Data records
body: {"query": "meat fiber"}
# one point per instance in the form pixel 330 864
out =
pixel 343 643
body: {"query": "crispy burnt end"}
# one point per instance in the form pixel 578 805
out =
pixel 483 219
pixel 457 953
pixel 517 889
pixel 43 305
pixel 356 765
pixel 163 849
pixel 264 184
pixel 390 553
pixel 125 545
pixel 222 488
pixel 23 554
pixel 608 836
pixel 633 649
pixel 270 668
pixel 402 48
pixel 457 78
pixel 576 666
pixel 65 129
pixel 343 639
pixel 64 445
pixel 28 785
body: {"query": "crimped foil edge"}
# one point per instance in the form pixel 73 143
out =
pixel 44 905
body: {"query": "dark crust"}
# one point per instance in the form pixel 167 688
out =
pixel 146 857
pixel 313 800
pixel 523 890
...
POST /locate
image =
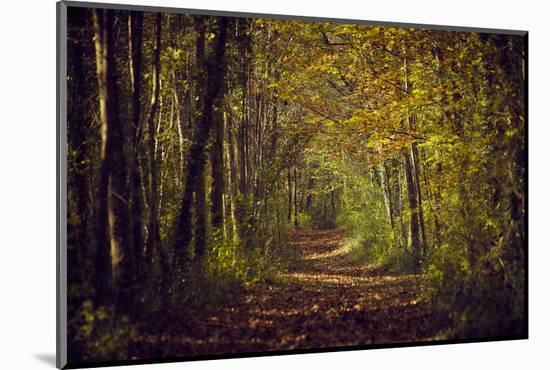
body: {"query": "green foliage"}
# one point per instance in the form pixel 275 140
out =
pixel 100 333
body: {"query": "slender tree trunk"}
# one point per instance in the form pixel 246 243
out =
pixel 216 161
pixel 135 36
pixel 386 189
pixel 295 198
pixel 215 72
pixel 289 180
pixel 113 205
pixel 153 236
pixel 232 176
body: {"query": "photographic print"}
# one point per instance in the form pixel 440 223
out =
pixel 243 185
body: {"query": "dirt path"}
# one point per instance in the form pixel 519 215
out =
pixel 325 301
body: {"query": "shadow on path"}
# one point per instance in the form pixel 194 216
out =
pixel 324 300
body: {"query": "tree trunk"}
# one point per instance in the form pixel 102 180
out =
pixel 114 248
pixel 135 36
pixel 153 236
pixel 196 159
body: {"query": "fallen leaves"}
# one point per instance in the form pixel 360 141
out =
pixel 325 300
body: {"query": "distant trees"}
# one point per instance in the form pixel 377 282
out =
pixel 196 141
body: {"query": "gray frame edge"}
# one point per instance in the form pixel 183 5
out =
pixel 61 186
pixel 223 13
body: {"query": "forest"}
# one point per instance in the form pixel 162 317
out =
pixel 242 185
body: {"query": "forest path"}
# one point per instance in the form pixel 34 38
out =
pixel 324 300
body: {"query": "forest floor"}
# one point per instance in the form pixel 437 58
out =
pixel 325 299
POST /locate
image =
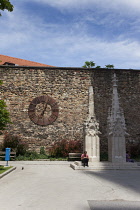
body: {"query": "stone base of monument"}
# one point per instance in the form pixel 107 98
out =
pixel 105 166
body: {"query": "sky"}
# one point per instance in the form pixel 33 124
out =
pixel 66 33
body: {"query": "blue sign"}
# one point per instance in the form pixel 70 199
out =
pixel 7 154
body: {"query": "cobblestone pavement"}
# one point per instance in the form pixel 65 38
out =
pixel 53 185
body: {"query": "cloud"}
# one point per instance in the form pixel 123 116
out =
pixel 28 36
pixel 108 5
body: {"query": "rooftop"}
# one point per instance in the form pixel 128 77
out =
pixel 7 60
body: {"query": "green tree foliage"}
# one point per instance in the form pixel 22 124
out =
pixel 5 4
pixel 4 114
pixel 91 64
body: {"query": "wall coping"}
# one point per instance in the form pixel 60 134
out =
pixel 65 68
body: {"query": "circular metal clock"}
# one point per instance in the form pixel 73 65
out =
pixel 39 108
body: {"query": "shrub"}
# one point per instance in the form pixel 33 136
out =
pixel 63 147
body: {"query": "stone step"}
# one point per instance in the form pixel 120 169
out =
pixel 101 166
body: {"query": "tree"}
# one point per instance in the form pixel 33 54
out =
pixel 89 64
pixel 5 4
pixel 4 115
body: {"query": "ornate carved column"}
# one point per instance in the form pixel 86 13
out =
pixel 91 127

Task goal
Look over the entries above. Copy every line that contains the word "foliage".

Exercise answer
body: {"query": "green foliage"}
body: {"query": "green tree foliage"}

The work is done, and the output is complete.